* _Text provided_
+ + + +
I guess they should stop expecting clients to pay them as well, right? I mean, by their logic, we should all be doing everything for everyone for free all the time.

Oh wait, earning money and expecting to be paid only applies to them; everyone else is supposed to be giving to them for free. ;)

Anyway, I digress, lol.

Here’s what I really want to talk about…

So, I get this unsubscribe message from someone who writes about the ACA Industry Survey:

I shared confidential information for the questionnaire and was never offered a copy of the results. Sorry to go.

Here’s what I want you to know (because what a lot of these people like to do is turn around and badmouth you to others, mischaracterize things and spread incorrect information—or flat out lie):

  1. Our survey is confidential. We don’t know who you are when you complete the survey. You aren’t sharing anything “confidential” or personally identifying with anyone.
  2. If you have a problem with sharing your “confidential information,” why did you take the survey in the first place? You chose to take the survey, no one had a gun to your head. This is called personal responsibility.
  3. “Sorry to go.” That’s such passive aggressive bullshit. Because obviously, if you were genuinely and authentically sorry to go, you would have instead sent an email and made some polite inquiry. Business lesson: Don’t be disingenous. It’s not gracious. Get a backbone and tell the truth.
  4. I have no clue who the person writing is. She’s not someone who ever interacts or corresponds with me. I sort of get the impression she thinks I should know who she is, but here’s the thing. If you never open your mouth and speak to people on a regular basis (like on their blogs, forums, listservs, social networking, etc.), no one is going to remember you or know who you are. People can’t get to know, like, trust and remember you, much less build any kind of relationship with you, if you sit there like a bump on a log. (That’s another biz lesson, by the way.)
  5. I am always interested in making sure we do a good job and do what we say we will. So I went to investigate to see if I could piece together what may have happened. I put her name and email address into Aweber and she’s not on our current survey mailing list. Our survey page very clearly states (with several reminders throughout the process) that participants must sign up to the survey mailing list in order to get their free results report. If they fail to follow that step, they won’t get a copy. Simple as that. So, if it’s the current survey this person took, since she’s not on the mailing list, I can only assume that she didn’t complete the survey or the sign-up. Only you are responsible for your ability (or lack thereof) to follow directions or follow through.
  6. It occurred to me that maybe she was talking about a previous year and we archive those lists offline. So I went to the archives and was able to find her name and email—FROM OUR 2009 SURVEY LIST. So she’s waiting over 3 years to bring this to my attention now and wants to act like she was somehow wronged? Really?
+ + + +
Excerpts from a point-labeling dataset
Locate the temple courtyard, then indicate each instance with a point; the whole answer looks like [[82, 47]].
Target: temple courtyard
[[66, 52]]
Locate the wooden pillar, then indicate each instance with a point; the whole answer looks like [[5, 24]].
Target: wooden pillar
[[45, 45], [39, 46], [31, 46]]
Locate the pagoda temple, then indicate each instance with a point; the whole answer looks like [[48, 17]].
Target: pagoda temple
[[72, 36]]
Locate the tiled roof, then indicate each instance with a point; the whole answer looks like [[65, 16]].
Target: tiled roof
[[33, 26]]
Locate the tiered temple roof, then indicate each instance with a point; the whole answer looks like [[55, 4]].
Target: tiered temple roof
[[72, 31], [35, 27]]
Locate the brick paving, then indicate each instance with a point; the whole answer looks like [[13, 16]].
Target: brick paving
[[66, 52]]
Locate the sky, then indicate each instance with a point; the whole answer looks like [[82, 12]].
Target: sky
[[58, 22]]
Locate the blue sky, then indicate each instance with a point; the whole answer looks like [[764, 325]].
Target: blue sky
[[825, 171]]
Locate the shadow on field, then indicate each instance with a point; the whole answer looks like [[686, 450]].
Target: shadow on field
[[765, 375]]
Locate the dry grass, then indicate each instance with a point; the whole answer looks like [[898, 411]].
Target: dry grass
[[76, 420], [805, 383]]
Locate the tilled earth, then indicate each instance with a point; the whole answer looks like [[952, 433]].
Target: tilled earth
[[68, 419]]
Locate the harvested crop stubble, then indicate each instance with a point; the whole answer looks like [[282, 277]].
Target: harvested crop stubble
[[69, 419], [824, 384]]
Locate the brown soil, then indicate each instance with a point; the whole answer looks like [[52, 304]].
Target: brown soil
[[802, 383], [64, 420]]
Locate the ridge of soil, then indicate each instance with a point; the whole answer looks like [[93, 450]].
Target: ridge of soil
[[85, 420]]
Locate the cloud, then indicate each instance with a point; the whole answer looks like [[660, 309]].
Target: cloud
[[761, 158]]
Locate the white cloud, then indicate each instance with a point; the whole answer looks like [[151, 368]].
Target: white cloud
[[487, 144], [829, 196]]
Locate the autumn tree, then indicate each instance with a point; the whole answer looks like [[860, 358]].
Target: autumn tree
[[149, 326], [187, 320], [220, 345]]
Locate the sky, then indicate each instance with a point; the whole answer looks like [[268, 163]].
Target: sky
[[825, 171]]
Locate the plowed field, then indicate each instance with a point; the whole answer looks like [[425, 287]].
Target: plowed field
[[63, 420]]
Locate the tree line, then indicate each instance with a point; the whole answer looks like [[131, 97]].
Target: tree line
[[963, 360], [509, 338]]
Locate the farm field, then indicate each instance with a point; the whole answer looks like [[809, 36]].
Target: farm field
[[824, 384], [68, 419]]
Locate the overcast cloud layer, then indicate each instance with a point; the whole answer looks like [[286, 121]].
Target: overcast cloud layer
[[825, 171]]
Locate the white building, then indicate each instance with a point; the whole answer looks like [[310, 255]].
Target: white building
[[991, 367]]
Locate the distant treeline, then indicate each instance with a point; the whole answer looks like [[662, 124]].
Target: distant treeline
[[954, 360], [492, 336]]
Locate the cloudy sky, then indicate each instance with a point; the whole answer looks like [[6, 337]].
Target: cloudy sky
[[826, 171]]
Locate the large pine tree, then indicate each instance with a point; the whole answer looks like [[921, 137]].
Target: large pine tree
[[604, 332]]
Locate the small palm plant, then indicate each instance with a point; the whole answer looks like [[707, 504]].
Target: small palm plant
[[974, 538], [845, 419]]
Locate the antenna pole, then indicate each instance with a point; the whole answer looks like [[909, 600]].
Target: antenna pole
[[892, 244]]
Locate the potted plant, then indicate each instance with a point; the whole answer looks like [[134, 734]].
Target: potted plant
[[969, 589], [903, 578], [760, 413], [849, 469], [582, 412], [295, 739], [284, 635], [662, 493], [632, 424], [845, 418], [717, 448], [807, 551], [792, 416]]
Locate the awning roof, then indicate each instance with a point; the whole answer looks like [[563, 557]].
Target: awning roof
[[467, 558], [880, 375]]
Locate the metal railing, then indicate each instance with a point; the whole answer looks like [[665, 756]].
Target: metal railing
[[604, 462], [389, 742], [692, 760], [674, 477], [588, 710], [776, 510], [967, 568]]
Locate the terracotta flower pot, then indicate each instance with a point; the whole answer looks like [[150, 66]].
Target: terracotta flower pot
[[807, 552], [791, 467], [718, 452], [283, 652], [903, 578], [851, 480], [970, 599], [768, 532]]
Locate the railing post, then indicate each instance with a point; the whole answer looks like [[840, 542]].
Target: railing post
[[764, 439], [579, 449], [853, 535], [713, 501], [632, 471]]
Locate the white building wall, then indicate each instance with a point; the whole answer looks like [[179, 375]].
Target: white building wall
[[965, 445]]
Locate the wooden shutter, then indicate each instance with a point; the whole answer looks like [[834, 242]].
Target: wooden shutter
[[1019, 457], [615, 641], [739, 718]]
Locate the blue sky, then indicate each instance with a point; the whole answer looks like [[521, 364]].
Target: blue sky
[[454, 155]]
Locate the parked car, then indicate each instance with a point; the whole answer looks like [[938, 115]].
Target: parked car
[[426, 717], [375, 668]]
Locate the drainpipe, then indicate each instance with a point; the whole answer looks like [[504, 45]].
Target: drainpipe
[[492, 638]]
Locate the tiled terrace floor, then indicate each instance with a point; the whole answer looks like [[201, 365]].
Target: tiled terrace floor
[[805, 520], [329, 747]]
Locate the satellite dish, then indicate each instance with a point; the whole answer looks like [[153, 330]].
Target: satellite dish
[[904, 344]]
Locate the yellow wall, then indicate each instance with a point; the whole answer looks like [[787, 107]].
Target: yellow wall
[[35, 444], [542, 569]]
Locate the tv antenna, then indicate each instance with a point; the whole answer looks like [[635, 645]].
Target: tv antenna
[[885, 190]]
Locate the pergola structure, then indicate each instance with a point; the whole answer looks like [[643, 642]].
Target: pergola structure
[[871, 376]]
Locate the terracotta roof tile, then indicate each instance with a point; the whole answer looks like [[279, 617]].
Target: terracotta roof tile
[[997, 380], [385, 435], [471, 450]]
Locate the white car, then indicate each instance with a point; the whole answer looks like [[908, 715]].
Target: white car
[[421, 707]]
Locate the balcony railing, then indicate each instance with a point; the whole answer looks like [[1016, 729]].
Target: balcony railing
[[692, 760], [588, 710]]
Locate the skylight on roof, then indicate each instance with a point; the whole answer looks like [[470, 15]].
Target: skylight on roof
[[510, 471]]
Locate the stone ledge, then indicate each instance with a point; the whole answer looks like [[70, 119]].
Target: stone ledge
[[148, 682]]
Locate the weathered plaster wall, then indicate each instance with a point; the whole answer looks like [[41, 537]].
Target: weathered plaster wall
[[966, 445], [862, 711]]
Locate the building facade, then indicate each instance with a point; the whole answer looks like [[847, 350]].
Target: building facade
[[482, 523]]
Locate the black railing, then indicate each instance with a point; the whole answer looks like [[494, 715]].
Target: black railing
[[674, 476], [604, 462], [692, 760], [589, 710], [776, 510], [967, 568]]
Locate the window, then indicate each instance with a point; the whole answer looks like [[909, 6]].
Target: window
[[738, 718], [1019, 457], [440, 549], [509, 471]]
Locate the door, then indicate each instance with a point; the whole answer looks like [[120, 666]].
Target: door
+ + + +
* _What you will do_
1. Translate the sentence "We don’t know who you are when you complete the survey." from the post about the industry survey into Spanish.
2. Show every line of the records that contains the word "tiered".

* _Answer list_
1. No sabemos quién eres cuando completas la encuesta.

2.
Locate the tiered temple roof, then indicate each instance with a point; the whole answer looks like [[55, 4]].
Target: tiered temple roof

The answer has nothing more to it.